Work instruction:
Report the number of lines of the listing below containing the string "hazy", with nothing added.
___ Information supplied ___
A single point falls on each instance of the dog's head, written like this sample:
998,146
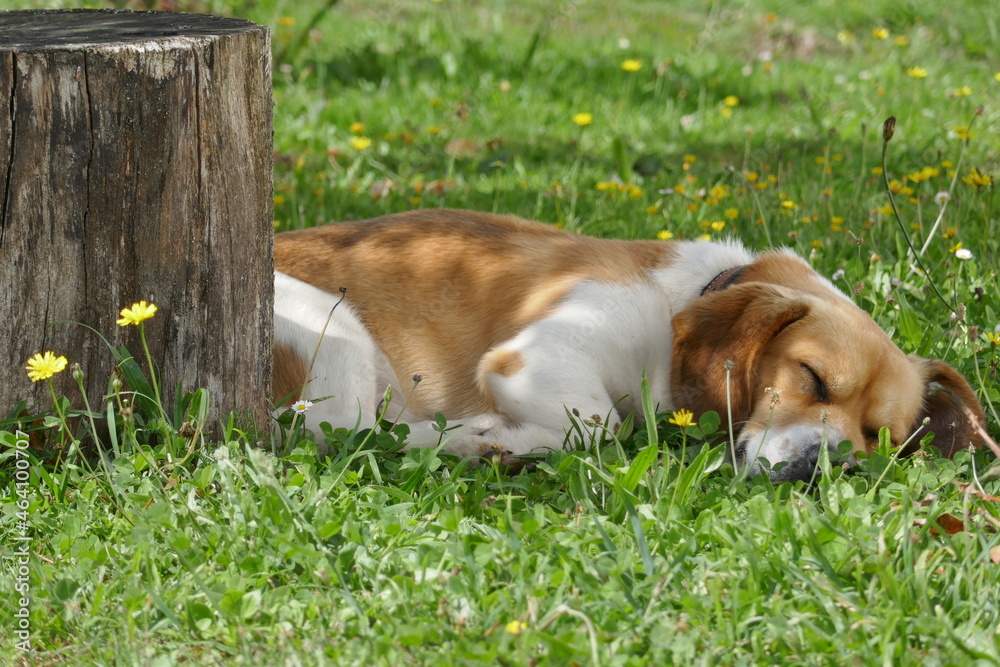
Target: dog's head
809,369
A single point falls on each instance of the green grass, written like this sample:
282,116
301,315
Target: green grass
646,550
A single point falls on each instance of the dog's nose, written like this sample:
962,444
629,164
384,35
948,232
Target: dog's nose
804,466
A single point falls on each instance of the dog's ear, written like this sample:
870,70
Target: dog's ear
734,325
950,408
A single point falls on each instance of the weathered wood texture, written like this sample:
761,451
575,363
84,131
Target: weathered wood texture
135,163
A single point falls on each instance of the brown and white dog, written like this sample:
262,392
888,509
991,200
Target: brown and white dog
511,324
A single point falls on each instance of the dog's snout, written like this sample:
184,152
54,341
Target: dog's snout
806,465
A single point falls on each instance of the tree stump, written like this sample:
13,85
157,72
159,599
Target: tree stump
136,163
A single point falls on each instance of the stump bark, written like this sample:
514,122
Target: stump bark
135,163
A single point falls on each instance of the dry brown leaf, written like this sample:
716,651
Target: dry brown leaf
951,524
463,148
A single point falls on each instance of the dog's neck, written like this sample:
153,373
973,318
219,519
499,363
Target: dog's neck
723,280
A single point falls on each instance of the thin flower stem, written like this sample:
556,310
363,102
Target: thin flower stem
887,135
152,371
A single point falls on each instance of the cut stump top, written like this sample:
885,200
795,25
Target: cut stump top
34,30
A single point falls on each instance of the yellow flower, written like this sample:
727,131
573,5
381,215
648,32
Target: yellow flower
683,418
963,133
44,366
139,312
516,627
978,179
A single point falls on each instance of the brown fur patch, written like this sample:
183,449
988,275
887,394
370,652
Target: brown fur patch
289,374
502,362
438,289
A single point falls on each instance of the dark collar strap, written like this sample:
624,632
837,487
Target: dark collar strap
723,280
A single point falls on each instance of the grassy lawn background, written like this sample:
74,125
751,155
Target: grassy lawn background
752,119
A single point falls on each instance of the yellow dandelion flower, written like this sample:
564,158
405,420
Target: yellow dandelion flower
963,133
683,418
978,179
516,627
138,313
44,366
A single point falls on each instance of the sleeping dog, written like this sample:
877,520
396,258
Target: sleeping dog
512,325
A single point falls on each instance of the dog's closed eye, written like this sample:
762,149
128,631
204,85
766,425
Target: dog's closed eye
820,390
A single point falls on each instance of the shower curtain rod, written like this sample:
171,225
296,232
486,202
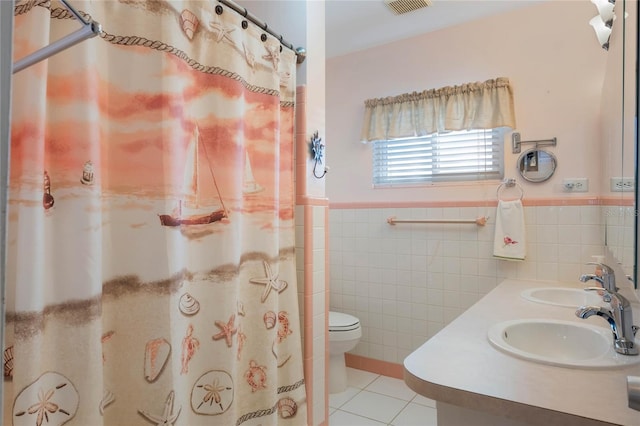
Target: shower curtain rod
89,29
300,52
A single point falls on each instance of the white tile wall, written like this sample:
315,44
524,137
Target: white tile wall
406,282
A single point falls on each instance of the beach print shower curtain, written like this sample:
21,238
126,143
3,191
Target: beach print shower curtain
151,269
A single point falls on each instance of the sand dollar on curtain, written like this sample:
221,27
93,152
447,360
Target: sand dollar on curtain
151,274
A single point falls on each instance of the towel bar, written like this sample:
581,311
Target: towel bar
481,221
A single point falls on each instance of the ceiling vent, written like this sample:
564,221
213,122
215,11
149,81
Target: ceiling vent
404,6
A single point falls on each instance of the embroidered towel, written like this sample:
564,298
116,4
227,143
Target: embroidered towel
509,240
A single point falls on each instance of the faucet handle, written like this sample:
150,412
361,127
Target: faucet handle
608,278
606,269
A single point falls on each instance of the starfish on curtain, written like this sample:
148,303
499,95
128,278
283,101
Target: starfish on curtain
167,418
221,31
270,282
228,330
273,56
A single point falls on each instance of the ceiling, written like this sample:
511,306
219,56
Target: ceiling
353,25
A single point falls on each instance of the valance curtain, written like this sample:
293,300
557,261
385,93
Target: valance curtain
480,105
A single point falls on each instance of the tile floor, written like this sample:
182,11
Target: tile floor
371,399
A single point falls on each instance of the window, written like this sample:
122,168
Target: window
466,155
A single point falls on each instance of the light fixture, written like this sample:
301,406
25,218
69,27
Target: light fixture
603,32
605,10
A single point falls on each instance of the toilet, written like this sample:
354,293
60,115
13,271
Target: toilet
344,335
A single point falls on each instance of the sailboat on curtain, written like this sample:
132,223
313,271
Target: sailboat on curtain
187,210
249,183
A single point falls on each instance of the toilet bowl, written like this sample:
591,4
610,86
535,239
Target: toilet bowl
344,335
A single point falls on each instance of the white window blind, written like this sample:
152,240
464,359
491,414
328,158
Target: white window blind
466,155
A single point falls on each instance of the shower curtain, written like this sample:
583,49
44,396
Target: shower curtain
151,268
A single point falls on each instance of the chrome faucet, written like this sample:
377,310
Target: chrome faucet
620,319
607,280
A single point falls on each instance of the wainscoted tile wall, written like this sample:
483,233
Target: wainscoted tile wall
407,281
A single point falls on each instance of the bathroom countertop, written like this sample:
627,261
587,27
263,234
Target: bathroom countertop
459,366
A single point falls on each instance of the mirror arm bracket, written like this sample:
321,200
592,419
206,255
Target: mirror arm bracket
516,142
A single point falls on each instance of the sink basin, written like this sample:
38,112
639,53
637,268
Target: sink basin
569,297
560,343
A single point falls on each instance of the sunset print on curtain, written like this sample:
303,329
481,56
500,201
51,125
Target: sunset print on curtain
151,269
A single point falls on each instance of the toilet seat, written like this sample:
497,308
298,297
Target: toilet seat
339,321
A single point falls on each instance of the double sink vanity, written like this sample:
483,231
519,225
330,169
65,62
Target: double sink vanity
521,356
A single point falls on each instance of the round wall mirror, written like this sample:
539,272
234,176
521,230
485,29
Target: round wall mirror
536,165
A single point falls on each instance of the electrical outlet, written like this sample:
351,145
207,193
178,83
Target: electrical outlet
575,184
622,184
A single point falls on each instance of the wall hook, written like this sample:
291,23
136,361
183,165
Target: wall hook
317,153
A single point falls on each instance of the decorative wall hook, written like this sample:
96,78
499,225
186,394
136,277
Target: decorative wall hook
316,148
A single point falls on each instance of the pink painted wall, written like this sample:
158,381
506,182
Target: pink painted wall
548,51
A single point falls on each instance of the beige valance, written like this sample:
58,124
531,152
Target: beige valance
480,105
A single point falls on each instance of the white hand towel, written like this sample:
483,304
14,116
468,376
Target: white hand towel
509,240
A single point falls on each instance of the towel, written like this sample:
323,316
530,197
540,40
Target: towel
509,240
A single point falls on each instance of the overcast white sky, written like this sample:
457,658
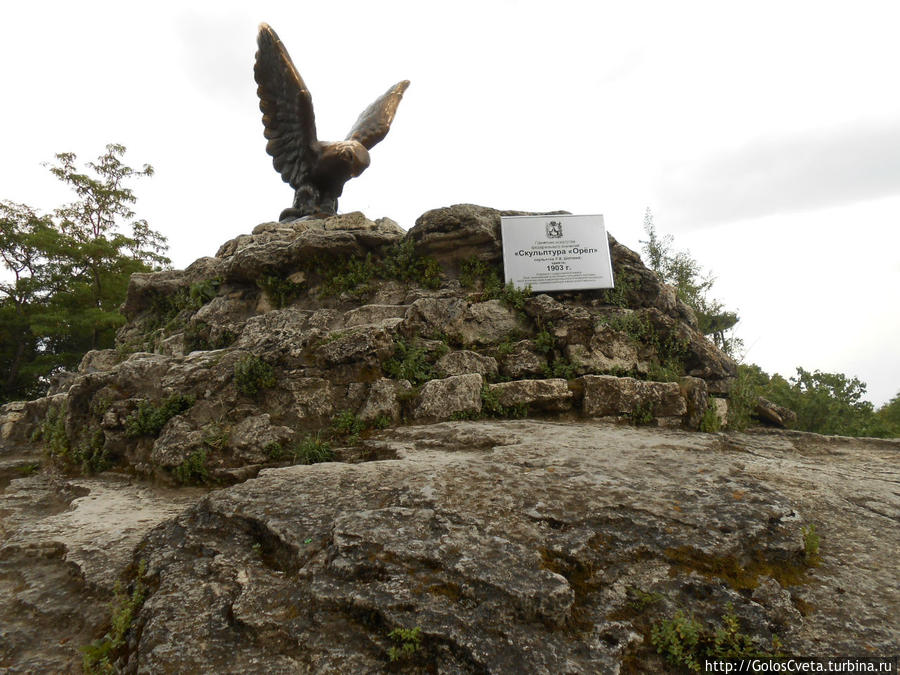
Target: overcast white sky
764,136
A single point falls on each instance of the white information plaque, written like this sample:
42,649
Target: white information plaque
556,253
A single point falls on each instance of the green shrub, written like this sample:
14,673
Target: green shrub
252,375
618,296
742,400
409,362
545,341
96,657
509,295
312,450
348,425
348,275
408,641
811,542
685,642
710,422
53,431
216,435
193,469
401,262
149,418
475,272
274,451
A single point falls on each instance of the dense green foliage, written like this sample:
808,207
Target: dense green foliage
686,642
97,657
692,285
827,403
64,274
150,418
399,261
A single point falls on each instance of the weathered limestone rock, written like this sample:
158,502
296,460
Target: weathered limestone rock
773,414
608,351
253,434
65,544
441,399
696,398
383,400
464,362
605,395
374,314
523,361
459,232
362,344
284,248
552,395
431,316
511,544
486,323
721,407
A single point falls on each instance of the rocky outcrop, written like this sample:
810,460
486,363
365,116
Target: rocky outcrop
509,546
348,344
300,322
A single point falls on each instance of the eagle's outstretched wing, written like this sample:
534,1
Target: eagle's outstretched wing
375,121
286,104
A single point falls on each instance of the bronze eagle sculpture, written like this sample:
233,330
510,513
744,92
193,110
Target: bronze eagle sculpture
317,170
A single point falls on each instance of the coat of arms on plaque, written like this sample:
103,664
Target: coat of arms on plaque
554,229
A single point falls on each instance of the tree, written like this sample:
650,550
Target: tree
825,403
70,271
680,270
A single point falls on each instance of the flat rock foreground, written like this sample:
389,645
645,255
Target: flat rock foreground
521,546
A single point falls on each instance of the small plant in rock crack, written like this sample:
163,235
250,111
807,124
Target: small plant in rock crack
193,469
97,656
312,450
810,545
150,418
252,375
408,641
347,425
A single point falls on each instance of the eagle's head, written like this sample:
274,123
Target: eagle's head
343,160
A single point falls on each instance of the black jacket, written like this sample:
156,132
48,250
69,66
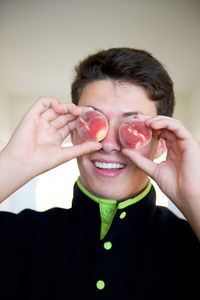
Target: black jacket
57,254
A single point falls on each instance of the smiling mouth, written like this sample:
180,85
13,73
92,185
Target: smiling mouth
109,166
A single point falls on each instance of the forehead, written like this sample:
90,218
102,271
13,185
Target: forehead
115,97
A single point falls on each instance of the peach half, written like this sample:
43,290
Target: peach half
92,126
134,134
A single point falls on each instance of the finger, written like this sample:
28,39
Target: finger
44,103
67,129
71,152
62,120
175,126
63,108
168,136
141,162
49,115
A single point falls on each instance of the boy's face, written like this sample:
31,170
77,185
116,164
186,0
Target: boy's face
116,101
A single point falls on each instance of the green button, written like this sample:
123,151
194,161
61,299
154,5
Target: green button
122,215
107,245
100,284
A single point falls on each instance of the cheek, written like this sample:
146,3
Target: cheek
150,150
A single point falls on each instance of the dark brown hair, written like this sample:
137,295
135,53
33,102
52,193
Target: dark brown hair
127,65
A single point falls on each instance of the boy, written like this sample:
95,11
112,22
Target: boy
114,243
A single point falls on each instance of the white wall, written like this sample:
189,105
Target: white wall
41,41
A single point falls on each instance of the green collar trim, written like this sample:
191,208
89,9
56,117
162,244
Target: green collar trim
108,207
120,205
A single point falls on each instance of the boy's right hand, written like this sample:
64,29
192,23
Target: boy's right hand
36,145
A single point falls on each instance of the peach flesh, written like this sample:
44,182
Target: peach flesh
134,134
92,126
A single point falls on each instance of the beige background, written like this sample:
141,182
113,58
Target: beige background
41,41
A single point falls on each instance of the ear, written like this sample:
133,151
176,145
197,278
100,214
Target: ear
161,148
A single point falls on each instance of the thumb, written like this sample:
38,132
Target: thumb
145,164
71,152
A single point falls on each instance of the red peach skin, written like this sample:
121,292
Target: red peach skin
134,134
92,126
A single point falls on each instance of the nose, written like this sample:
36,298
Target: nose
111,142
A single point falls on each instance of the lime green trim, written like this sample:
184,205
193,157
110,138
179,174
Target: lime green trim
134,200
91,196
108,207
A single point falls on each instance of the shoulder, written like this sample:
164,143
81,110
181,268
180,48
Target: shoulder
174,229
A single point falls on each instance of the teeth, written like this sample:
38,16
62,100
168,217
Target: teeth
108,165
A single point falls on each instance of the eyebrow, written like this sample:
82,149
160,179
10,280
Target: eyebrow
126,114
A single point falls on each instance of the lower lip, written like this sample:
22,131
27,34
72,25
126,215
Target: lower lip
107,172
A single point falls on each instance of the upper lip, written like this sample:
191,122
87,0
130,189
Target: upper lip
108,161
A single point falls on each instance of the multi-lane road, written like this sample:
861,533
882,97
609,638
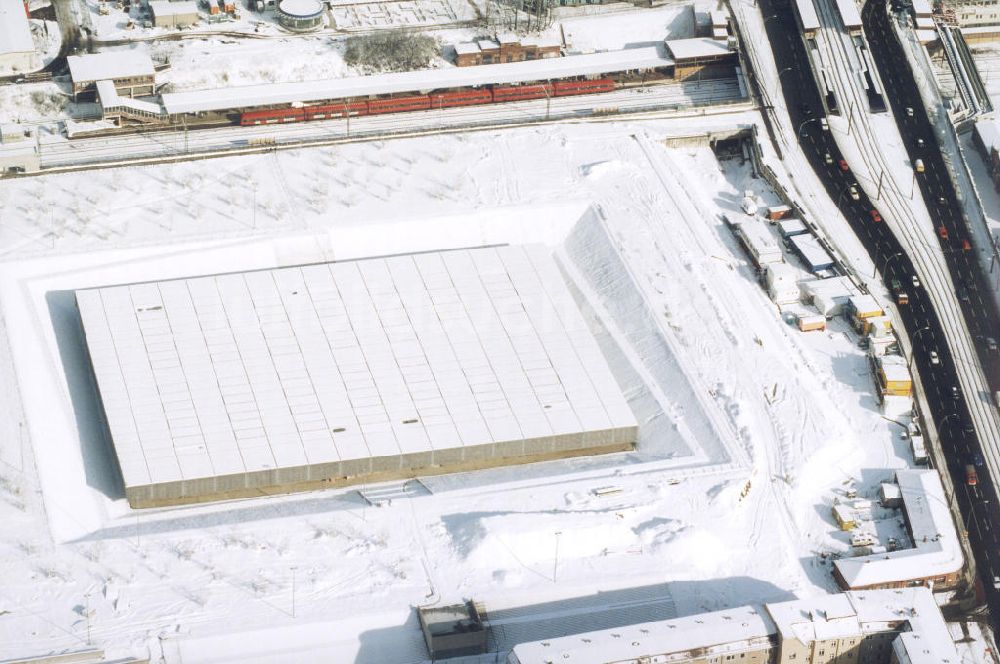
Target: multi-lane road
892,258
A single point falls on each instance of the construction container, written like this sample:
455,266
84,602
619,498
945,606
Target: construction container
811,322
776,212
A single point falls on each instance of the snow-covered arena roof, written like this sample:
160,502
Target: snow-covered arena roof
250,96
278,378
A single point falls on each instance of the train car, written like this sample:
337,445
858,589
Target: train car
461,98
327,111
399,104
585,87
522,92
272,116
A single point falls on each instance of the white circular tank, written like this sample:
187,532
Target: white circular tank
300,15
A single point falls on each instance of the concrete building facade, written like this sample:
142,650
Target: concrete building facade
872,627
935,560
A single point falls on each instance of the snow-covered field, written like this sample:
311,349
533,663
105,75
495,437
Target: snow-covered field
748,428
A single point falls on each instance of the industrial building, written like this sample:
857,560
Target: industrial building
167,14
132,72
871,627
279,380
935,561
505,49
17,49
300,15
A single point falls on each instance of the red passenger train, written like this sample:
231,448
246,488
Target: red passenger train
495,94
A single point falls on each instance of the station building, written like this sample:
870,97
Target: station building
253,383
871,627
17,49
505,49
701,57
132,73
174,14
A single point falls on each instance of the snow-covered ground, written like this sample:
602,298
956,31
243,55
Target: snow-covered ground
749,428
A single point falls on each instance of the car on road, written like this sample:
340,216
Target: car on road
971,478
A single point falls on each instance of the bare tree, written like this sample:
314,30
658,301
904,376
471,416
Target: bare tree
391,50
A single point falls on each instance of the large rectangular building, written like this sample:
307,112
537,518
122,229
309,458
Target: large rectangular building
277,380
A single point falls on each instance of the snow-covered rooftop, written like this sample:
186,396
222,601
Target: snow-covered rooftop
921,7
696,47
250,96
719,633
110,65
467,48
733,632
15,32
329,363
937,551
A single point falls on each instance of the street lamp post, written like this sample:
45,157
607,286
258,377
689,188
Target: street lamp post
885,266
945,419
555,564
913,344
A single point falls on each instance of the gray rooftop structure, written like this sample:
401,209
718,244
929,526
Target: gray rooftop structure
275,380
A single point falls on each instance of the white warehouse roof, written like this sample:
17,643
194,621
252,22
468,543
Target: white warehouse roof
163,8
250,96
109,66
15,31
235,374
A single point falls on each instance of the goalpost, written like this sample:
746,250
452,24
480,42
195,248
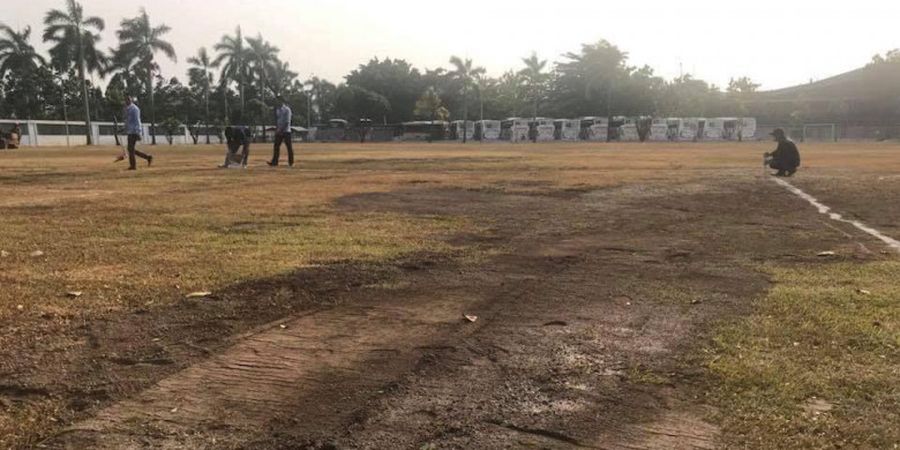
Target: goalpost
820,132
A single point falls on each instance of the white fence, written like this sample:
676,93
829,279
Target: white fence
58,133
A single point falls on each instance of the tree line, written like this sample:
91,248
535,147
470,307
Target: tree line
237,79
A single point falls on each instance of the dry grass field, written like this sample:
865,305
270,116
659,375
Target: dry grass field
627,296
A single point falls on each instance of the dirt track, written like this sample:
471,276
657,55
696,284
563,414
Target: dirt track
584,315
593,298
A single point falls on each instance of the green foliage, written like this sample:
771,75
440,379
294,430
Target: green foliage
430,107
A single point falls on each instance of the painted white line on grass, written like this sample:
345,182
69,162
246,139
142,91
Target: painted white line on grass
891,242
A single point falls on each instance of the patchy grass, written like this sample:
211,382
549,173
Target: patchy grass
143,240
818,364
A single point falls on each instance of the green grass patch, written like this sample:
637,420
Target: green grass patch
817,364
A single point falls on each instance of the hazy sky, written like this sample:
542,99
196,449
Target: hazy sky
___
Answer section:
2